>> BEGIN

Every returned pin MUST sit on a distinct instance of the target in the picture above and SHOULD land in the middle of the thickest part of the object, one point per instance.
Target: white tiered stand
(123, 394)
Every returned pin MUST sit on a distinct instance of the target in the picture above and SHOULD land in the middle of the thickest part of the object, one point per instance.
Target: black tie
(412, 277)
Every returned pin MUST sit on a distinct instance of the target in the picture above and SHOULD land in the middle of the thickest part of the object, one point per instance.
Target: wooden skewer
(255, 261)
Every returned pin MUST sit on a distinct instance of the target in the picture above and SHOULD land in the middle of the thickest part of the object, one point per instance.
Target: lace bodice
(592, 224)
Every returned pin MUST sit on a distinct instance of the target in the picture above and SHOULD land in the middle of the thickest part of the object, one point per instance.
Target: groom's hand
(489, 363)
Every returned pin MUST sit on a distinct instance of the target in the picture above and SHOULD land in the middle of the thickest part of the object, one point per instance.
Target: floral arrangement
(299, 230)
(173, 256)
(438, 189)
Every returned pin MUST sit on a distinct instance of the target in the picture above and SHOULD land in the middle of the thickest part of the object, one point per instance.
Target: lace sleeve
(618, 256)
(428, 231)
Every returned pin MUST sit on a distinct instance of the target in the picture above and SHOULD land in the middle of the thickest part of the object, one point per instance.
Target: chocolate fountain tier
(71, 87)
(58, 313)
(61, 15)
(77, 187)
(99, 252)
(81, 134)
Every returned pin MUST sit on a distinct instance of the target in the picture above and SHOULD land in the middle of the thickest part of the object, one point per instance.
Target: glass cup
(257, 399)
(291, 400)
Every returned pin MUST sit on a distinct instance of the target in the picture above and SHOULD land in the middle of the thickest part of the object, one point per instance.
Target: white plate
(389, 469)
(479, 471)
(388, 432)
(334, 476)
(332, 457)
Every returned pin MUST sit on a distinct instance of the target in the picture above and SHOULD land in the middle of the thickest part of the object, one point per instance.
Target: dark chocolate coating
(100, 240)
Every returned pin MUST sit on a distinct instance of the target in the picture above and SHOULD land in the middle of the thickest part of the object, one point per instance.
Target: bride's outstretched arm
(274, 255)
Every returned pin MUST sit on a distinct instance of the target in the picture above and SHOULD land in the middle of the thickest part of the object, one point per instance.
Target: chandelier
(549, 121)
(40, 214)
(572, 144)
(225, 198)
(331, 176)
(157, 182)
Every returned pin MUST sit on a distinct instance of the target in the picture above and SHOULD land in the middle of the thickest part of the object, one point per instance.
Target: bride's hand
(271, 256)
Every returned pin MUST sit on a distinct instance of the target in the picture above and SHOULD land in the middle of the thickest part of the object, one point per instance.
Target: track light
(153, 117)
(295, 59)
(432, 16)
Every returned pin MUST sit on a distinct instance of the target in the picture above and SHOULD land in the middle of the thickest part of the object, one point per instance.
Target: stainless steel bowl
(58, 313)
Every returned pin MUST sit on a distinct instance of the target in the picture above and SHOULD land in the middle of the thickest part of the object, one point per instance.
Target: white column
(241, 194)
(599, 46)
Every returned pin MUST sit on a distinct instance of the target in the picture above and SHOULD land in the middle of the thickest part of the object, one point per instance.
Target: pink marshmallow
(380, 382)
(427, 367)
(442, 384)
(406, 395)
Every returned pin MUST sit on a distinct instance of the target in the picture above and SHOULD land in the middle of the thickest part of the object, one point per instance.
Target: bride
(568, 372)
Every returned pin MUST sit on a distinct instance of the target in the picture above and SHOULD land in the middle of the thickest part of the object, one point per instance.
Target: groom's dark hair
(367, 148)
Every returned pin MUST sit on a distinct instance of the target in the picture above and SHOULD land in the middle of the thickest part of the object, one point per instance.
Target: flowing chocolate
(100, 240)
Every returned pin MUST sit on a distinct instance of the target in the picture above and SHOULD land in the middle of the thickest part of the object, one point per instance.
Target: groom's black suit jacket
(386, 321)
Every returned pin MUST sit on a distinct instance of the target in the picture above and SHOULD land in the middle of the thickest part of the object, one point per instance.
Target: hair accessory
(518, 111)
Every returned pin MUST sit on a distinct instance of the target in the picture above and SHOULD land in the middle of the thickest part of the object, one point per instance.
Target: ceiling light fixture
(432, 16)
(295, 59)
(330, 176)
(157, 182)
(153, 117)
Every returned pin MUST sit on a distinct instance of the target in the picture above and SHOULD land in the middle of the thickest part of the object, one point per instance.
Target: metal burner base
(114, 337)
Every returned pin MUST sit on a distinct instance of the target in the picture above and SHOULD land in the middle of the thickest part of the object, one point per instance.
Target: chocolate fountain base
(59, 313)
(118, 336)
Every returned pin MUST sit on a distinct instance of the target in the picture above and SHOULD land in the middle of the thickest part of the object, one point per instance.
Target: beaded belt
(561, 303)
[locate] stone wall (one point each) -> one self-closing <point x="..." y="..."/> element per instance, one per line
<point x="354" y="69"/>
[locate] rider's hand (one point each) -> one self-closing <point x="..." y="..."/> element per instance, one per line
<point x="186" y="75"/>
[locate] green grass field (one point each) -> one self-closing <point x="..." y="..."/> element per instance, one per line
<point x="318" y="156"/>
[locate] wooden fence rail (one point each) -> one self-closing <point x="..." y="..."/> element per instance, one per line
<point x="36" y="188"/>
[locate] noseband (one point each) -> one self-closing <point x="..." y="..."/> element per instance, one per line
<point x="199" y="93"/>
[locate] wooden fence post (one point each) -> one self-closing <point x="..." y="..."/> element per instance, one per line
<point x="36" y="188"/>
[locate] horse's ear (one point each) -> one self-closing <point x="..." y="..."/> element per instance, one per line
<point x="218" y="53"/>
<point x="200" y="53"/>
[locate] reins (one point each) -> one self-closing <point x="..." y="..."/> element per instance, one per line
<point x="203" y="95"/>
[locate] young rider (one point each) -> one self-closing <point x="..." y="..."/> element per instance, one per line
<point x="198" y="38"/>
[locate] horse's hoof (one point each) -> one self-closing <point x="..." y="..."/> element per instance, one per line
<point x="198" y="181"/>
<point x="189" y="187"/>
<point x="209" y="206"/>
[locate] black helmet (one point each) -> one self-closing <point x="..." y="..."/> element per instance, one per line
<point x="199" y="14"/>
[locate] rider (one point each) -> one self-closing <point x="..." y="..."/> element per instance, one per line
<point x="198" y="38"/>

>> END

Each line from the one containing "[locate] young rider" through the end of the entries, both included, is to be returned exactly, with no other lines.

- **TASK OUTPUT**:
[locate] young rider (one point each) -> one self-closing <point x="..." y="..."/> element per instance, one per line
<point x="198" y="38"/>
[locate] horse's hoof (one point each) -> one self-closing <point x="..." y="..."/> element per instance, one per line
<point x="198" y="181"/>
<point x="189" y="187"/>
<point x="209" y="206"/>
[locate] black helmet (one point each) -> one self-closing <point x="..." y="..."/> element per instance, one per line
<point x="199" y="14"/>
[locate] rider (one point each) -> one self-closing <point x="..." y="..."/> element per instance, one per line
<point x="198" y="38"/>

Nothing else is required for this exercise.